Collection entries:

────────

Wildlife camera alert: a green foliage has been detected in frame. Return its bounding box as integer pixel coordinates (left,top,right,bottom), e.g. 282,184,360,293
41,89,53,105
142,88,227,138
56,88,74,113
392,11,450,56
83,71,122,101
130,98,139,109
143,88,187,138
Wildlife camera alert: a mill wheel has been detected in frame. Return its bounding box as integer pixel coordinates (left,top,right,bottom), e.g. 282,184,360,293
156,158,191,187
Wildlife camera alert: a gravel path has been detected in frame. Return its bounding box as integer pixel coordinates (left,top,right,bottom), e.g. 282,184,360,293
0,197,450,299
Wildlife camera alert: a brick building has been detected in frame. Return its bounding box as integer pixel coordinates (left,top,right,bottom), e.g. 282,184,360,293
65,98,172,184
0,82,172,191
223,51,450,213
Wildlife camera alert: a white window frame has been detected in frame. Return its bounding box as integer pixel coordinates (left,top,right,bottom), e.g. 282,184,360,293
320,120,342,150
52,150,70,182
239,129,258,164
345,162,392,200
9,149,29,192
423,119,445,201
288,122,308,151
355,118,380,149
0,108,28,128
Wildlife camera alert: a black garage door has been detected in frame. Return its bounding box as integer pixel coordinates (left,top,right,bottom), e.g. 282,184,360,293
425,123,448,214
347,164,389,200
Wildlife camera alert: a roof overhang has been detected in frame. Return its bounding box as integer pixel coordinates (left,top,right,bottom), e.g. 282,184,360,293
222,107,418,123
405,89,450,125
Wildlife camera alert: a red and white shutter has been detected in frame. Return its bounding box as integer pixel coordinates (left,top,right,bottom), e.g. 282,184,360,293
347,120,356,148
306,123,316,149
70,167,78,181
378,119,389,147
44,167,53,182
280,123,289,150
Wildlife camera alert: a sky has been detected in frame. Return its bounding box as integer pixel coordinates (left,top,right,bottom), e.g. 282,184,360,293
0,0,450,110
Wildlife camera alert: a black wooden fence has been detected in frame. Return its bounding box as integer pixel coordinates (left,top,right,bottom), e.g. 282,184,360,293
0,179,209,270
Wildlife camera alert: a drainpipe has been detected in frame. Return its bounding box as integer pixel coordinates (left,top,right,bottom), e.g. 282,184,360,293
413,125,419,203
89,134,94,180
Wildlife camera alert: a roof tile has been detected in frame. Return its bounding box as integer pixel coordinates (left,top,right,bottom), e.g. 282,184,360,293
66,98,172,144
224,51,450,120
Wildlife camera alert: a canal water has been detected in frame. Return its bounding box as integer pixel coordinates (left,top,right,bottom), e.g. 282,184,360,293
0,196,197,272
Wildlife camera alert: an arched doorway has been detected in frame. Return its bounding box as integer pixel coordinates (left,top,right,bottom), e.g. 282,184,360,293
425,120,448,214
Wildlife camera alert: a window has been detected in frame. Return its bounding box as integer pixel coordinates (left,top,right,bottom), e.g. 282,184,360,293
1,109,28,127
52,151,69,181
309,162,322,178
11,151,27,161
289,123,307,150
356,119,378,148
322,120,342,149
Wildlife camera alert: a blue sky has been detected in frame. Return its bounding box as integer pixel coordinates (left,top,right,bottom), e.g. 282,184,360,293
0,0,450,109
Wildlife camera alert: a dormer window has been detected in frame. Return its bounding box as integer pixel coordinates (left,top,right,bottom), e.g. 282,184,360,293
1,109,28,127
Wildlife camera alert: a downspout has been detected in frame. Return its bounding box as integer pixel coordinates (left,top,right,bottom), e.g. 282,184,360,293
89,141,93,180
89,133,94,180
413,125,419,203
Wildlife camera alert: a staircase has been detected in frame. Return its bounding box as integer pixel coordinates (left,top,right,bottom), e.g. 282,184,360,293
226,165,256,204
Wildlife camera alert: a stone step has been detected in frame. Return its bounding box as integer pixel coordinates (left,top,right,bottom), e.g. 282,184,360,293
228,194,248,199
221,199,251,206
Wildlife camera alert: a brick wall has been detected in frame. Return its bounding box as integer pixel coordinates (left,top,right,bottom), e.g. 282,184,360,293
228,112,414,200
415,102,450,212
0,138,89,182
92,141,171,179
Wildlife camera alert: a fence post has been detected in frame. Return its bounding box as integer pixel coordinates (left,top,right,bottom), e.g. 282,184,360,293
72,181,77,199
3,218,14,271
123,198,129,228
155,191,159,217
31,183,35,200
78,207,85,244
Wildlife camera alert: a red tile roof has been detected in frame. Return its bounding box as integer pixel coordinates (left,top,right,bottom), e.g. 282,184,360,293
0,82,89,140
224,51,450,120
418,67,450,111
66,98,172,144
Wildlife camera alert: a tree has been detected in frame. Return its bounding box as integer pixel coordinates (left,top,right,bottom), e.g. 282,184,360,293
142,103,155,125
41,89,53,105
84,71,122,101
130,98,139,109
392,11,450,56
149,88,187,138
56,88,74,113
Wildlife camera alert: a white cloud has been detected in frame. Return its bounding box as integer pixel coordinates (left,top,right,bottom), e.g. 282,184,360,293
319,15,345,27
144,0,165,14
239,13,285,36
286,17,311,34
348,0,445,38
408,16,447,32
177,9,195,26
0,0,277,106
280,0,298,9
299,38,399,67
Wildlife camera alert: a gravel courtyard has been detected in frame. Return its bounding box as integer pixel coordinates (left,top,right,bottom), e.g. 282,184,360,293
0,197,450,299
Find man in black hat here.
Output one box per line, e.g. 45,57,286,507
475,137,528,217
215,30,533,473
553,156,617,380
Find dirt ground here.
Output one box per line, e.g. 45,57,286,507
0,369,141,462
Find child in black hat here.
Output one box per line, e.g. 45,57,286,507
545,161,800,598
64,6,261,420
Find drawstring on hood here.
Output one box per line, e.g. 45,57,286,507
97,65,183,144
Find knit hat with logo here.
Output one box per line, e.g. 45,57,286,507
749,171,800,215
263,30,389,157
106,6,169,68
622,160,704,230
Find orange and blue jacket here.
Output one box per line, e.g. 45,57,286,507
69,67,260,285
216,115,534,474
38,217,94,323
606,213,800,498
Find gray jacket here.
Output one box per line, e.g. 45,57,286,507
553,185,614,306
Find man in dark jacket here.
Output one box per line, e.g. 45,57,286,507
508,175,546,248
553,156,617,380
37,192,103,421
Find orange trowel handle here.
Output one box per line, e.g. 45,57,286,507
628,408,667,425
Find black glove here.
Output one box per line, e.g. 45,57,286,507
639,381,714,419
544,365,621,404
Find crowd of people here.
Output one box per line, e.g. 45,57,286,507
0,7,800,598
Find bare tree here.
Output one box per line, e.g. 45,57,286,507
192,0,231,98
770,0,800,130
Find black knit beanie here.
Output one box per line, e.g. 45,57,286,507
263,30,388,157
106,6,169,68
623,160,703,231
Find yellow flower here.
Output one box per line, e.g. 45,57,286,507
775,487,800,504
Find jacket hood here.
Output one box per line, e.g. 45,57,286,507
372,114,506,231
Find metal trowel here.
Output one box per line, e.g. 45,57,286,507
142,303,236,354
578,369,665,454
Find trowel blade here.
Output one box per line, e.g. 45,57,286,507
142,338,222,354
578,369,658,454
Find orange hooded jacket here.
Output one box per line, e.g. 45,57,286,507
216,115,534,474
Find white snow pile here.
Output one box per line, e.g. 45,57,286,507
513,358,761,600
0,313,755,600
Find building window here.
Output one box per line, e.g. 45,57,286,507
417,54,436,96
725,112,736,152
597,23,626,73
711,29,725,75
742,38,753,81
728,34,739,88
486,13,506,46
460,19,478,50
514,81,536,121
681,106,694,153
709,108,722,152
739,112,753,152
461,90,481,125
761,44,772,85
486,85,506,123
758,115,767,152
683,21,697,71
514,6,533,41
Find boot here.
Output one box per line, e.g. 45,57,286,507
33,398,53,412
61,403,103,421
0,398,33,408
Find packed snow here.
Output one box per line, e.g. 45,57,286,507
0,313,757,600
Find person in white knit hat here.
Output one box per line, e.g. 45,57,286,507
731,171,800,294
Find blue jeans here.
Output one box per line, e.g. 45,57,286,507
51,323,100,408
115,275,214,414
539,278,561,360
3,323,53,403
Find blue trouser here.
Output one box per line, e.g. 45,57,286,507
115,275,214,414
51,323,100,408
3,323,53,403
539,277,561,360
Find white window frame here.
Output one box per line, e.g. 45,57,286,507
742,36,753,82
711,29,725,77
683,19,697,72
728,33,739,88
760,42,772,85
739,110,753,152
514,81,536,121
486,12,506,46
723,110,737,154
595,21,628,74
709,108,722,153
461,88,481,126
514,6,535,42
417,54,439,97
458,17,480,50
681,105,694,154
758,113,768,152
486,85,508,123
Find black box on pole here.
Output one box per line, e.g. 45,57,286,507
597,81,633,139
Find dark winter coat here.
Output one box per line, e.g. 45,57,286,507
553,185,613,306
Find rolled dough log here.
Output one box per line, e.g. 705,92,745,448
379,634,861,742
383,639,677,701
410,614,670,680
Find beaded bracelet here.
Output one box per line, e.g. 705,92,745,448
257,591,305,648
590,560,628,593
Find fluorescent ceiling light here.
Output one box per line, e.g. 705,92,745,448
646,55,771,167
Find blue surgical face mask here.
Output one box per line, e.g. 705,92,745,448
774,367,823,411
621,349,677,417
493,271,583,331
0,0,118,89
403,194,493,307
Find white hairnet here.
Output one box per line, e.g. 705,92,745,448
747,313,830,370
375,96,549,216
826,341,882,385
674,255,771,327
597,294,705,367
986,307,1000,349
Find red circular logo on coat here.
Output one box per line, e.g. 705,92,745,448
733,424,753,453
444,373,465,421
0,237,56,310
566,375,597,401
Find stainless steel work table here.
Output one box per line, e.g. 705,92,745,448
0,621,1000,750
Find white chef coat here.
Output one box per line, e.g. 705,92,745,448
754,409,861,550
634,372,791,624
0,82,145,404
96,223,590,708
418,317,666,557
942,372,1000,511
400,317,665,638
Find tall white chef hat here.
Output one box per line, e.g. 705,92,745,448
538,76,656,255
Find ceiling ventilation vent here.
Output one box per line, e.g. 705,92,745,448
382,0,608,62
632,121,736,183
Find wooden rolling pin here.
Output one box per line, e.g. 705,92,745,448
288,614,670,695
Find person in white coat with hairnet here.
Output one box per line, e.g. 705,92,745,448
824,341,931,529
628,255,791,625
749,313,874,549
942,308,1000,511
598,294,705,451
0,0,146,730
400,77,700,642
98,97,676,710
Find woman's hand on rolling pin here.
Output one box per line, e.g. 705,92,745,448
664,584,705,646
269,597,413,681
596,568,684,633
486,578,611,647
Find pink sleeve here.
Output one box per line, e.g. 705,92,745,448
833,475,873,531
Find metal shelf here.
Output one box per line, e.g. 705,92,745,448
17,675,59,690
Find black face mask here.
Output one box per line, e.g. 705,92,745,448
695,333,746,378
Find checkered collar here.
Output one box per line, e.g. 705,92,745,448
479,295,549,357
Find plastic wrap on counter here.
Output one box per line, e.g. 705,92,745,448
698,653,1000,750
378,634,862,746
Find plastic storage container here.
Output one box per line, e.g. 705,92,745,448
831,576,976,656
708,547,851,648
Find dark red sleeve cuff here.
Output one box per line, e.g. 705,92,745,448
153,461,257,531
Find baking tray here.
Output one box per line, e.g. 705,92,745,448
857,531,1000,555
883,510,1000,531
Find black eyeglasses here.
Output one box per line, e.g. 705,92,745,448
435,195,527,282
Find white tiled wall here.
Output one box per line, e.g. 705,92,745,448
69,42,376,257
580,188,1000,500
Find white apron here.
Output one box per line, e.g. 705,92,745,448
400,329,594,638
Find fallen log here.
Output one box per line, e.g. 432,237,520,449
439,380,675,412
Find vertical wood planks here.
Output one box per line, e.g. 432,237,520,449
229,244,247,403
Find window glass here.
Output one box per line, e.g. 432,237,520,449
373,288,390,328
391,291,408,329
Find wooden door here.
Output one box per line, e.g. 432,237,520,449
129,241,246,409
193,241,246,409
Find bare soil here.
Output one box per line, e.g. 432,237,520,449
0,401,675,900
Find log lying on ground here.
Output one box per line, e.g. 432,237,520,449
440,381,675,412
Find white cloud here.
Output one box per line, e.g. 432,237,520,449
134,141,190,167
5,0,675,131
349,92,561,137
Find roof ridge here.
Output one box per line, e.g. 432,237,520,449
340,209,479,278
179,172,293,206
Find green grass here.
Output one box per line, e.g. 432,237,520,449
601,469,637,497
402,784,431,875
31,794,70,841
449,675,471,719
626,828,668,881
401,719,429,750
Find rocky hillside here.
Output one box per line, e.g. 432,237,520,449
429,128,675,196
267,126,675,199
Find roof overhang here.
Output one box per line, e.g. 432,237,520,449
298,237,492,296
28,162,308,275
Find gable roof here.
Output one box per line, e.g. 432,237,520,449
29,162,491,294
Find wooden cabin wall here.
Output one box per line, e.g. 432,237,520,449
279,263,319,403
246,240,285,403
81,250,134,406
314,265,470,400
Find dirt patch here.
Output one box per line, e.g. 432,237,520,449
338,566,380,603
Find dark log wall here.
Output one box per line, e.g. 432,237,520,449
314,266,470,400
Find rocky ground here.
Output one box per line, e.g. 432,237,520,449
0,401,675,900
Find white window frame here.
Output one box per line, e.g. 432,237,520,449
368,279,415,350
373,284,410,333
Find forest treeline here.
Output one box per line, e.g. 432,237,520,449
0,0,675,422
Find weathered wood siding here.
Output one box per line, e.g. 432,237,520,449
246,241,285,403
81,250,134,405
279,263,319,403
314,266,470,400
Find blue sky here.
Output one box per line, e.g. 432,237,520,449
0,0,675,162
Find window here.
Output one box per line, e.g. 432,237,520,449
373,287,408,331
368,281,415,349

────────

_Exercise details_. Can you give back the lines from the very first one through the one containing "143,88,187,138", swapping "green foliage" for "leafy hedge" and leaving everything else as it is?

_Answer below_.
Wildlife camera alert: a leafy hedge has been detected in frame. Return its bounding box as integer pixel coordinates (left,top,right,bottom), e.g. 282,184,360,293
41,89,53,105
142,88,227,138
56,88,74,113
392,11,450,56
83,71,122,101
130,98,139,109
143,88,187,138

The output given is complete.